» **Records to process**:
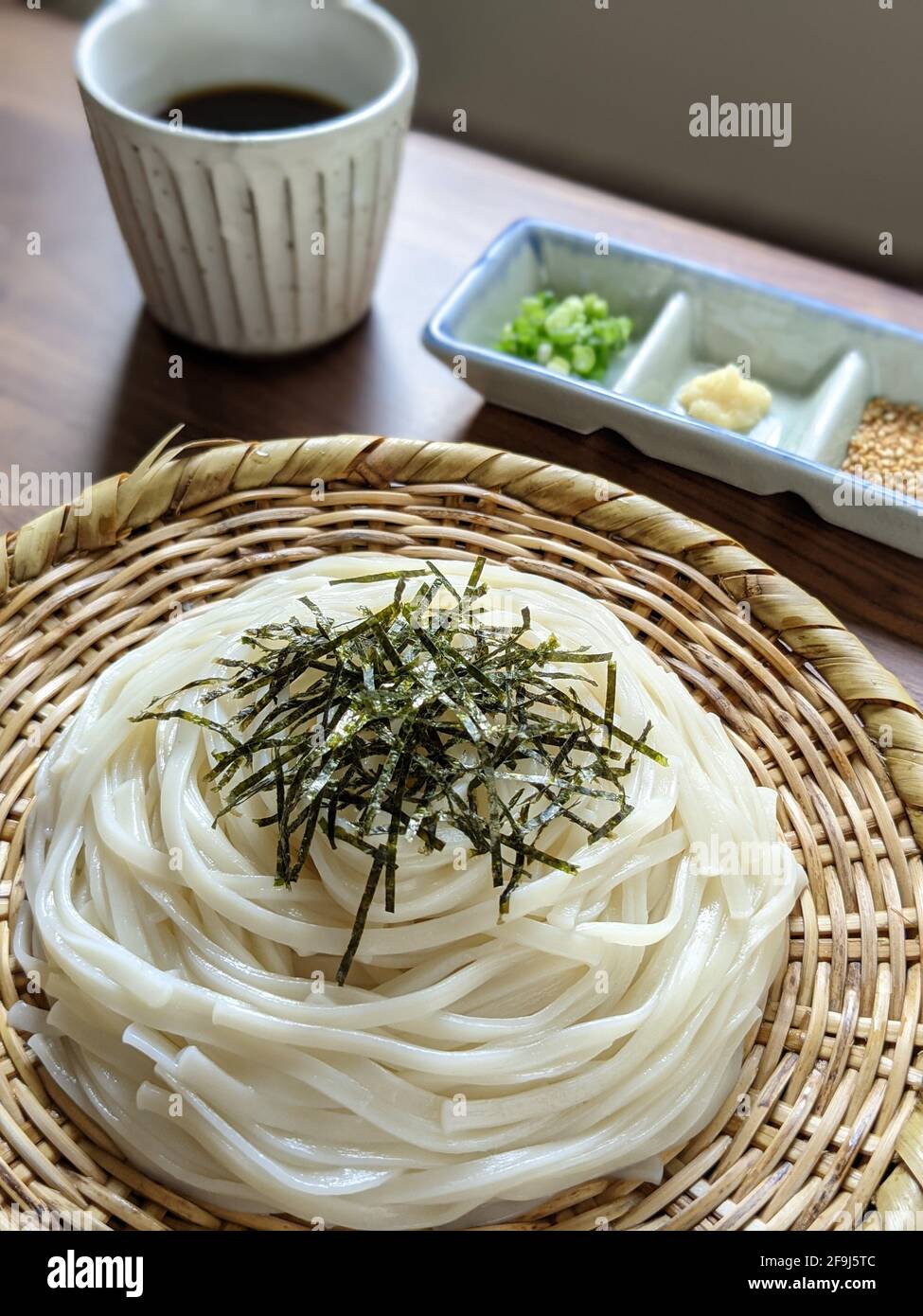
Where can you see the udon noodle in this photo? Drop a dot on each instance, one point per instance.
(469, 1062)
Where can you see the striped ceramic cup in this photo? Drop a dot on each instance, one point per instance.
(252, 242)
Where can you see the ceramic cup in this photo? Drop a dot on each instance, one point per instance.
(261, 242)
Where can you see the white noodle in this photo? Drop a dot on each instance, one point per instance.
(468, 1062)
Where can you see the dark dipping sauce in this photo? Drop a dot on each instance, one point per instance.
(252, 110)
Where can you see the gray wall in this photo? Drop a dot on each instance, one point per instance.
(605, 95)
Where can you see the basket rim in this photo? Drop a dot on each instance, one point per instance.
(186, 489)
(171, 482)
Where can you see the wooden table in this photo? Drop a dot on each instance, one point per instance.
(86, 382)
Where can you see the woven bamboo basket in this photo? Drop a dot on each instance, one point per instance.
(825, 1129)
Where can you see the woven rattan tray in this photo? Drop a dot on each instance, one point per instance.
(825, 1123)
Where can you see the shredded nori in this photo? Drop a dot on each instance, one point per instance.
(411, 720)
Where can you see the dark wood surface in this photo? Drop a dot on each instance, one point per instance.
(84, 371)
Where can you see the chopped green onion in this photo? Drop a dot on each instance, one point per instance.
(573, 334)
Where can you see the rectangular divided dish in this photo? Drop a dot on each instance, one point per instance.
(822, 366)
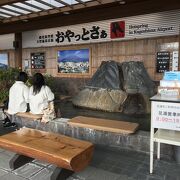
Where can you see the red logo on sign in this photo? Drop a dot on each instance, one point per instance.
(117, 29)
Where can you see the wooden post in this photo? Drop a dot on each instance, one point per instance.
(18, 50)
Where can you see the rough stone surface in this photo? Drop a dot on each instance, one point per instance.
(112, 83)
(102, 99)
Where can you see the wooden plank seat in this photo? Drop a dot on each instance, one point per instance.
(63, 151)
(27, 115)
(104, 124)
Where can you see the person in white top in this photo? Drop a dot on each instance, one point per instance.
(18, 95)
(40, 95)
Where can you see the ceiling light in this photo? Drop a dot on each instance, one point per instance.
(66, 12)
(122, 2)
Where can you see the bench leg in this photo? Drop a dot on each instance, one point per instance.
(18, 161)
(61, 174)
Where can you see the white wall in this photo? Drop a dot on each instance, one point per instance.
(6, 41)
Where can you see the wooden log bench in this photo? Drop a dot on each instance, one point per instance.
(104, 124)
(27, 115)
(71, 154)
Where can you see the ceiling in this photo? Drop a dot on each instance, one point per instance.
(23, 15)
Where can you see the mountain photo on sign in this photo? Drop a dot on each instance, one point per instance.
(73, 61)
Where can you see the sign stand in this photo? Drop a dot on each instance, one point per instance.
(165, 116)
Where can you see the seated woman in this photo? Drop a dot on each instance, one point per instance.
(41, 98)
(18, 98)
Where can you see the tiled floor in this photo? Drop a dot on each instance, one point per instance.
(107, 164)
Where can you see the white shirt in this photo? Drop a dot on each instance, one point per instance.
(40, 101)
(18, 98)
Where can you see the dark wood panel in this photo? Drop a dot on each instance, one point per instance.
(113, 10)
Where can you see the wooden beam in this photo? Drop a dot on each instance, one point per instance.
(79, 1)
(32, 5)
(22, 8)
(5, 2)
(46, 4)
(64, 3)
(11, 10)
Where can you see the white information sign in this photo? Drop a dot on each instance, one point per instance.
(166, 115)
(142, 26)
(175, 61)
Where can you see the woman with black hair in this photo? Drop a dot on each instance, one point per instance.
(40, 95)
(18, 95)
(18, 99)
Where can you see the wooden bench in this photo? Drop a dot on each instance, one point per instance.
(104, 124)
(63, 151)
(27, 115)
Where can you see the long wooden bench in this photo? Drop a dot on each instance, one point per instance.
(63, 151)
(27, 115)
(104, 124)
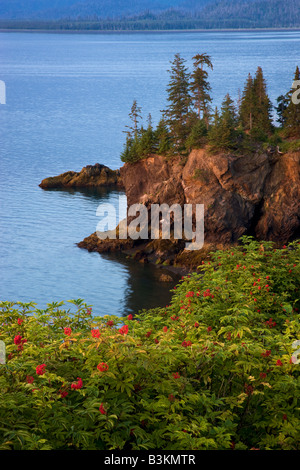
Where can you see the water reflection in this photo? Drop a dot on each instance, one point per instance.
(144, 289)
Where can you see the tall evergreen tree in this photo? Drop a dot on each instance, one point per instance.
(178, 112)
(291, 115)
(222, 135)
(162, 138)
(135, 117)
(262, 103)
(200, 87)
(255, 109)
(247, 105)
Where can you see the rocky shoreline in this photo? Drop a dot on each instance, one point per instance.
(91, 176)
(256, 194)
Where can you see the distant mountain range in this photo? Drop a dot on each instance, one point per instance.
(149, 14)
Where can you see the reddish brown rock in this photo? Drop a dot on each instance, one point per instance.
(243, 195)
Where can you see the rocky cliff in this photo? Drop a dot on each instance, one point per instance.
(243, 195)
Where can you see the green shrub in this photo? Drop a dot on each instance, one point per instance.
(216, 369)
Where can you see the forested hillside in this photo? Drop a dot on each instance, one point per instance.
(149, 14)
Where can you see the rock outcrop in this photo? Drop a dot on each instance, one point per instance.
(254, 195)
(91, 176)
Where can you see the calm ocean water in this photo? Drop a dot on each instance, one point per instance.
(68, 99)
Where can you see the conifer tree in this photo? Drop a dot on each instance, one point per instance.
(200, 87)
(291, 115)
(222, 135)
(178, 112)
(262, 104)
(255, 109)
(247, 105)
(162, 138)
(135, 117)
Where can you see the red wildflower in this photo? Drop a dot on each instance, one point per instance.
(123, 330)
(270, 323)
(96, 333)
(77, 385)
(18, 339)
(103, 367)
(40, 370)
(266, 353)
(190, 294)
(248, 389)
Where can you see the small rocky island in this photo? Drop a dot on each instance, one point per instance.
(254, 195)
(91, 176)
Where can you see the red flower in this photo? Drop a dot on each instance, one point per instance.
(103, 367)
(123, 330)
(190, 294)
(270, 323)
(266, 353)
(40, 370)
(77, 385)
(18, 339)
(96, 333)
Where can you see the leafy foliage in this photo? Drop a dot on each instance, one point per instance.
(215, 369)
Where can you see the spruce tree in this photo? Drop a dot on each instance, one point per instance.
(135, 117)
(200, 87)
(247, 105)
(255, 109)
(262, 105)
(291, 115)
(222, 135)
(162, 138)
(178, 112)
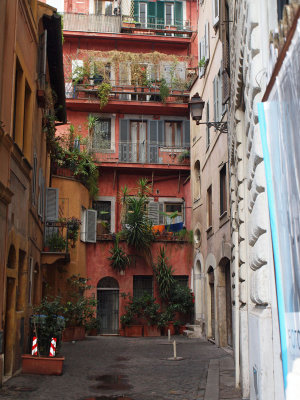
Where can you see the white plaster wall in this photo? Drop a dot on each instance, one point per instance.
(259, 346)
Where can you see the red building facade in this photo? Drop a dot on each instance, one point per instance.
(128, 70)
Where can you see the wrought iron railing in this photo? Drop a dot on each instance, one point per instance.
(142, 152)
(123, 92)
(92, 23)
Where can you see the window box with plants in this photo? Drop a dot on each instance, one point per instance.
(46, 324)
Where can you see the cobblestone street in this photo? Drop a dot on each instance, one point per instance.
(107, 368)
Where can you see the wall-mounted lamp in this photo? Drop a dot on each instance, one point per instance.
(196, 105)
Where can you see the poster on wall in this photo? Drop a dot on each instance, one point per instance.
(279, 120)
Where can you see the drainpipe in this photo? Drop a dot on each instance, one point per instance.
(236, 315)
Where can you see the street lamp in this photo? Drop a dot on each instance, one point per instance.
(196, 105)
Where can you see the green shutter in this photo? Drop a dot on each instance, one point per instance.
(151, 14)
(178, 18)
(136, 10)
(160, 14)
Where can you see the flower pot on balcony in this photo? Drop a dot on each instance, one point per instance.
(134, 330)
(42, 365)
(73, 333)
(151, 331)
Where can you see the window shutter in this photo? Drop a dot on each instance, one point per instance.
(76, 66)
(41, 194)
(42, 59)
(124, 140)
(153, 212)
(160, 14)
(186, 133)
(136, 10)
(206, 41)
(160, 213)
(153, 142)
(202, 56)
(151, 14)
(91, 226)
(178, 19)
(160, 127)
(52, 204)
(215, 5)
(215, 85)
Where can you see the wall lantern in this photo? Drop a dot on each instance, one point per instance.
(196, 105)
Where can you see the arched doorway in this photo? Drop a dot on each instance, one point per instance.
(211, 294)
(10, 314)
(108, 305)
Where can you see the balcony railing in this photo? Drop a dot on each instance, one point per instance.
(92, 23)
(142, 152)
(56, 237)
(128, 93)
(154, 25)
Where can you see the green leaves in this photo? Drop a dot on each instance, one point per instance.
(164, 275)
(119, 259)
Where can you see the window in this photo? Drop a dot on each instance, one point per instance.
(142, 284)
(169, 14)
(207, 127)
(209, 206)
(215, 5)
(108, 8)
(103, 209)
(102, 134)
(34, 172)
(174, 212)
(173, 134)
(183, 280)
(143, 15)
(223, 194)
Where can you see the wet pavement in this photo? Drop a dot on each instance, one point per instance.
(118, 368)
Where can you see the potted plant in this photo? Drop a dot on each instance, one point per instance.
(47, 324)
(56, 242)
(78, 309)
(92, 326)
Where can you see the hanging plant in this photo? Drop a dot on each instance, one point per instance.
(118, 259)
(103, 94)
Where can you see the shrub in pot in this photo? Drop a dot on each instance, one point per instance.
(46, 323)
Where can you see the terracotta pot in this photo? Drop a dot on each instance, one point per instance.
(42, 365)
(93, 332)
(134, 330)
(151, 331)
(73, 333)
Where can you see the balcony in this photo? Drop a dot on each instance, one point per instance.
(128, 93)
(92, 23)
(142, 152)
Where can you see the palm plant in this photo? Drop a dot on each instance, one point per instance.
(164, 275)
(138, 228)
(118, 259)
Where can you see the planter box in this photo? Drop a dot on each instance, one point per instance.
(73, 333)
(151, 331)
(42, 365)
(134, 330)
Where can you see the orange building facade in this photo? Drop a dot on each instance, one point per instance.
(145, 54)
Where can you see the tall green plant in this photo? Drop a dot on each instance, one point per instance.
(138, 228)
(164, 275)
(118, 259)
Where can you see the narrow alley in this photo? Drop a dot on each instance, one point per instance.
(111, 367)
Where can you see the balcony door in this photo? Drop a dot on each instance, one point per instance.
(138, 133)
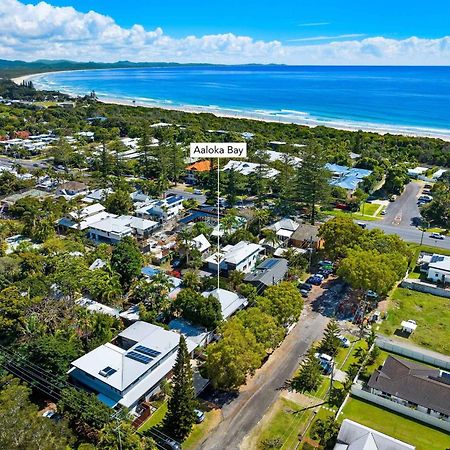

» **Task brief**:
Change "ceramic cup" to "porcelain mug" in the records, starting at their beginning and going through the line with "(468, 1062)", and give those lines again with nothing else altered. Leave the pictures out.

» **Exercise answer**:
Where can you see the udon noodle in this photo? Drop a dot on each instance, one point per instance.
(469, 1062)
Where can you see the striped porcelain mug in this photo? Drop a dot on each instance, one point per instance.
(252, 242)
Where can you see the porcelain mug in this photo? Drop a dot on each instance, one point per instance.
(261, 242)
Where can you see the white noodle in this photo? Drop a dot on each instance, one point per instance.
(468, 1062)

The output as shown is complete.